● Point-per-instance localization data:
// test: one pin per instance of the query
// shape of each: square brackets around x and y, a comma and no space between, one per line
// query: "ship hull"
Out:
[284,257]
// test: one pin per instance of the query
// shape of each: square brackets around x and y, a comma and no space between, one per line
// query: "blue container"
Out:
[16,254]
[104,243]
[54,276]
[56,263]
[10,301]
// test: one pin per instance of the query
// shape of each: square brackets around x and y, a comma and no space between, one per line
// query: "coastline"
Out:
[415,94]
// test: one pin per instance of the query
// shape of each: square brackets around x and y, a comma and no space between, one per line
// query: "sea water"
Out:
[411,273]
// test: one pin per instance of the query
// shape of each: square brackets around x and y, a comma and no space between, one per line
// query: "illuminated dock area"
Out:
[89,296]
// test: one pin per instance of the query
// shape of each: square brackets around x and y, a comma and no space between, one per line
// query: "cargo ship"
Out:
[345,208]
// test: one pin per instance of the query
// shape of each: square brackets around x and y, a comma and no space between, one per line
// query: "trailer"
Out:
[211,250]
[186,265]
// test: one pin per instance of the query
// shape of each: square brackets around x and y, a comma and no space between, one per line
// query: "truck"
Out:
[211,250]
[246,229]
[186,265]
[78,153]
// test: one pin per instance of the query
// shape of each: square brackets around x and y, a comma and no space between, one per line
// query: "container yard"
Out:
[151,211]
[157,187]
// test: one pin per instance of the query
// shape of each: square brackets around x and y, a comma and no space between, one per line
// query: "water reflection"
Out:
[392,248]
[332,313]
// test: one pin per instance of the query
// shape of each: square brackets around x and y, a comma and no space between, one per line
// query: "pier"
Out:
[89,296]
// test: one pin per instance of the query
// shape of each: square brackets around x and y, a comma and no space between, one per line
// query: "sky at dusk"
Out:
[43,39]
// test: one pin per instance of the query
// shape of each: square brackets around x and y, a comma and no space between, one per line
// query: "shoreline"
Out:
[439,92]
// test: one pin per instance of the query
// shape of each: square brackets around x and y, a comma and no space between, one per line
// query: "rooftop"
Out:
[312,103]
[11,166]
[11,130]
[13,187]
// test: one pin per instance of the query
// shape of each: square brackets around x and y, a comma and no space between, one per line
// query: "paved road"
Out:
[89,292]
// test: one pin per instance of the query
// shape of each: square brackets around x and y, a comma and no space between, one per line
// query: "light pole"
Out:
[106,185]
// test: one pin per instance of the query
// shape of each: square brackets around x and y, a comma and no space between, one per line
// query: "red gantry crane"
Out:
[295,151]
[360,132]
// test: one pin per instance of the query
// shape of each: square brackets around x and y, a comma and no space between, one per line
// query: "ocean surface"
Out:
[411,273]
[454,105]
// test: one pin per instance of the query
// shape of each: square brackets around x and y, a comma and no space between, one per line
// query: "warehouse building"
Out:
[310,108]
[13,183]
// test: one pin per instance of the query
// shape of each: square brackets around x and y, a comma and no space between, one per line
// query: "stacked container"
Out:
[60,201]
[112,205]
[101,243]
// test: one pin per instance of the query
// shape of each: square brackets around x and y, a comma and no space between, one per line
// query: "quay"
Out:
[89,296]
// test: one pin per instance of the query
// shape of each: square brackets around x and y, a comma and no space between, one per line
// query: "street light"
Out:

● REQUIRED WORK: What is needed is a copy of every line above in which "container" appears.

● RESULT BELOW:
// query: "blue container"
// query: "container yard"
// query: "stacked container"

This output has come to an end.